### What is required
Restate the listing below word for word, omitting any images.
Start of Dataset extract
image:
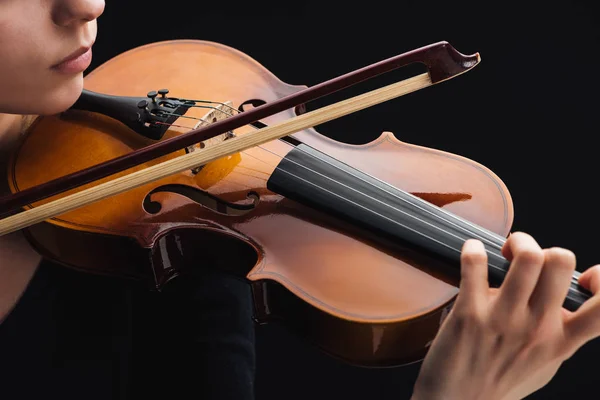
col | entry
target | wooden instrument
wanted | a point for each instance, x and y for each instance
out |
(357, 248)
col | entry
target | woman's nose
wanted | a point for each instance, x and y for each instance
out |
(69, 12)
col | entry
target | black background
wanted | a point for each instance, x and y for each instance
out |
(527, 112)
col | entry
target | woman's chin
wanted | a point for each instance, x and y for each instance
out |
(62, 98)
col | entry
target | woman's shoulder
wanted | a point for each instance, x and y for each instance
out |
(18, 264)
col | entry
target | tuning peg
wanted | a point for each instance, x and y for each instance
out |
(152, 95)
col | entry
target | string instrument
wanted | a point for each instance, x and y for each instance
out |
(355, 247)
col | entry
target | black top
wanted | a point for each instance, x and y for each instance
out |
(80, 336)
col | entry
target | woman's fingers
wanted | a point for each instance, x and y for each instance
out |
(554, 281)
(525, 269)
(474, 274)
(584, 324)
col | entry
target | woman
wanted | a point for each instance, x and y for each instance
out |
(69, 335)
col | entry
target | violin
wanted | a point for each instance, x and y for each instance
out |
(208, 160)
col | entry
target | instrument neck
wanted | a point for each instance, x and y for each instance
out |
(322, 182)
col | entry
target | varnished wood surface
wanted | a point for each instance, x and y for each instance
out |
(393, 300)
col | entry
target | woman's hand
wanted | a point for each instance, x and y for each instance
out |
(509, 342)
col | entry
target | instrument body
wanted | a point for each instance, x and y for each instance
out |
(369, 303)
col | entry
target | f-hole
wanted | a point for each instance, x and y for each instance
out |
(203, 198)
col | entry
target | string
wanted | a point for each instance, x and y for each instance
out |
(497, 246)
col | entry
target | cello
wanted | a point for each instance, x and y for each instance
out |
(209, 160)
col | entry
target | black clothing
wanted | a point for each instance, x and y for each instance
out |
(84, 337)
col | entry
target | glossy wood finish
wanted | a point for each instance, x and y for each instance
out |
(441, 59)
(368, 304)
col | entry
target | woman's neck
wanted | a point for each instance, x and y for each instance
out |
(11, 127)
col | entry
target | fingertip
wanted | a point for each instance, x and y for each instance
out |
(590, 278)
(473, 244)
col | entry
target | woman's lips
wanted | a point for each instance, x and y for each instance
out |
(76, 62)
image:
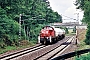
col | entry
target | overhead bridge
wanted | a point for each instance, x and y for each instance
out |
(67, 24)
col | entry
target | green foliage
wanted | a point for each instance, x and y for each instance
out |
(87, 40)
(66, 30)
(85, 6)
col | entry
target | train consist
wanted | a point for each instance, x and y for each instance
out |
(50, 34)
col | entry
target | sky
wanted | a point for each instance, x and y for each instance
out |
(66, 8)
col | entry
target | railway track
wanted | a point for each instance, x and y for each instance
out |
(55, 51)
(21, 52)
(39, 52)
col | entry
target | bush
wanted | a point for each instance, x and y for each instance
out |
(87, 40)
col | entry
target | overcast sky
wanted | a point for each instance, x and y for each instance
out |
(67, 8)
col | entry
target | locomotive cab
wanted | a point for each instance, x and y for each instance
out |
(50, 34)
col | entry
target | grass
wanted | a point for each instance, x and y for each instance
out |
(82, 45)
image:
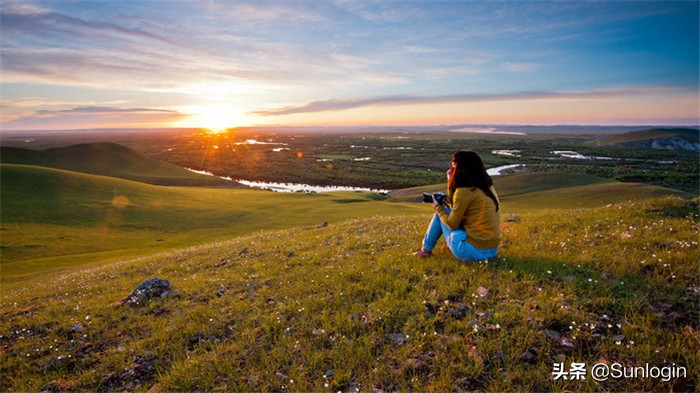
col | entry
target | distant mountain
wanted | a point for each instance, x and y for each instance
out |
(537, 190)
(110, 159)
(656, 138)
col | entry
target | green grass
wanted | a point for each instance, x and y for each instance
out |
(652, 133)
(57, 219)
(110, 159)
(321, 309)
(553, 190)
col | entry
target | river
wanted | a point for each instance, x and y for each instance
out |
(299, 187)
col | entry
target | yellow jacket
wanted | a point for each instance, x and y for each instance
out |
(475, 212)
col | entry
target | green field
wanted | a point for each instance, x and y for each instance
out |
(346, 306)
(319, 292)
(55, 219)
(110, 159)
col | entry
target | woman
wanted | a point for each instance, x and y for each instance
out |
(471, 226)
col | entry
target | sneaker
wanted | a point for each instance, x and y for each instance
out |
(422, 253)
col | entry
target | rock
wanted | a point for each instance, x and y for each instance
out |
(482, 292)
(476, 326)
(148, 290)
(58, 363)
(529, 356)
(565, 342)
(397, 338)
(75, 330)
(554, 335)
(512, 218)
End of Dataset extract
### The output
image:
col | entry
target | wooden instrument
wanted | a point for each instance, x and y for each instance
out |
(357, 248)
col | entry
target | woman's nose
wanted | a point for each instance, x and y for each instance
out |
(69, 12)
col | entry
target | black background
wanted | a point for each instance, x and y for each instance
out |
(527, 112)
col | entry
target | woman's chin
wanted | a point for each instance, x and y for each instance
out |
(62, 98)
col | entry
target | woman's shoulder
wanted | a point for each instance, x and y for each instance
out |
(18, 264)
col | entry
target | tuning peg
wanted | a point for each instance, x and y for each instance
out |
(152, 95)
col | entry
target | string instrument
wanted | a point for each instance, x and y for each instance
out |
(355, 247)
col | entry
target | black top
wanted | a point for each instance, x and y for each instance
out |
(80, 336)
col | entry
target | woman's fingers
wanted | a point for each instance, x and y for each instance
out |
(554, 281)
(525, 269)
(474, 274)
(584, 324)
col | entry
target | woman
wanted | a point for each instance, x and y for each instance
out |
(69, 335)
col | entry
target | violin
wanted | a point for each instance, x and y for each instance
out |
(208, 160)
col | entry
target | instrument neck
wanted | a point for each instance, x and y for each instance
out |
(322, 182)
col | entry
target | varnished wood surface
wanted | a point for each instance, x and y for each instance
out |
(393, 300)
col | entry
target | woman's hand
wanted | a point for each instance, x and y for each instance
out |
(509, 342)
col | entry
target | instrument body
wanted | a point for each instance, x and y for each instance
out |
(369, 303)
col | entry
target | f-hole
wanted | a point for each instance, x and y for each instance
out |
(203, 198)
col | entry
target | string
wanted | a point for each instance, x and y for each instance
out |
(497, 246)
col | entry
target | cello
wanted | a point for each instance, x and y for each instance
out |
(209, 160)
col | entry
target | black clothing
wanted | a point for each instance, x and y for each instance
out |
(84, 337)
col | entry
target | glossy wood finish
wanted | a point for each instance, x and y for each instance
out |
(441, 59)
(368, 304)
col | entry
target | woman's neck
wanted | a point for each instance, x and y for each instance
out |
(11, 127)
col | entry
target | fingertip
wanted | a point for each instance, x and y for each instance
out |
(590, 278)
(473, 244)
col | entry
target | woman's lips
wanted | a point for each instance, x and y for each instance
out |
(76, 62)
image:
col | entry
target | overhead bridge
wanted | a point for each instance, x and y for each instance
out |
(67, 24)
col | entry
target | green foliage
wanted | a point for each instance, x and y for each instance
out |
(87, 40)
(66, 30)
(85, 6)
col | entry
target | train consist
wanted | a point for each instance, x and y for each instance
out |
(50, 34)
col | entry
target | sky
wanted | a point for each instance, x and y for each instance
out |
(66, 8)
col | entry
target | railway track
wanted | a point for each instance, x and y for each instance
out |
(55, 51)
(21, 52)
(39, 52)
col | entry
target | bush
wanted | a point for each instance, x and y for each instance
out |
(87, 40)
col | entry
target | overcast sky
wanted | a point for each instance, x and y for each instance
out |
(67, 8)
col | entry
target | locomotive cab
wanted | a point for each instance, x and y for each instance
out |
(50, 34)
col | entry
target | grass
wanted | a point for each instance, x and y for each instance
out |
(82, 45)
image:
col | entry
target | distant mountain
wanted | a point for each instance, x and y for each instance
out |
(537, 190)
(110, 159)
(656, 138)
col | entry
target | green grass
wanted | a point for each instance, x and y for each instance
out |
(652, 133)
(57, 219)
(110, 159)
(321, 309)
(553, 190)
col | entry
target | river
wanted | a point for each instance, x and y for each instance
out |
(299, 187)
col | entry
target | yellow jacket
wanted | a point for each instance, x and y for each instance
out |
(475, 212)
col | entry
target | green field
wanted | a point for each instance, x and y for each instance
out |
(346, 306)
(319, 292)
(55, 219)
(110, 159)
col | entry
target | woman
wanted | a point for each instance, x and y for each instance
out |
(471, 226)
col | entry
target | sneaker
wanted | a point for each instance, x and y for each instance
out |
(422, 253)
col | entry
target | rock
wanted | a point for each instance, x and y for each instance
out |
(482, 292)
(476, 326)
(148, 290)
(58, 363)
(529, 356)
(565, 342)
(397, 338)
(75, 330)
(554, 335)
(512, 218)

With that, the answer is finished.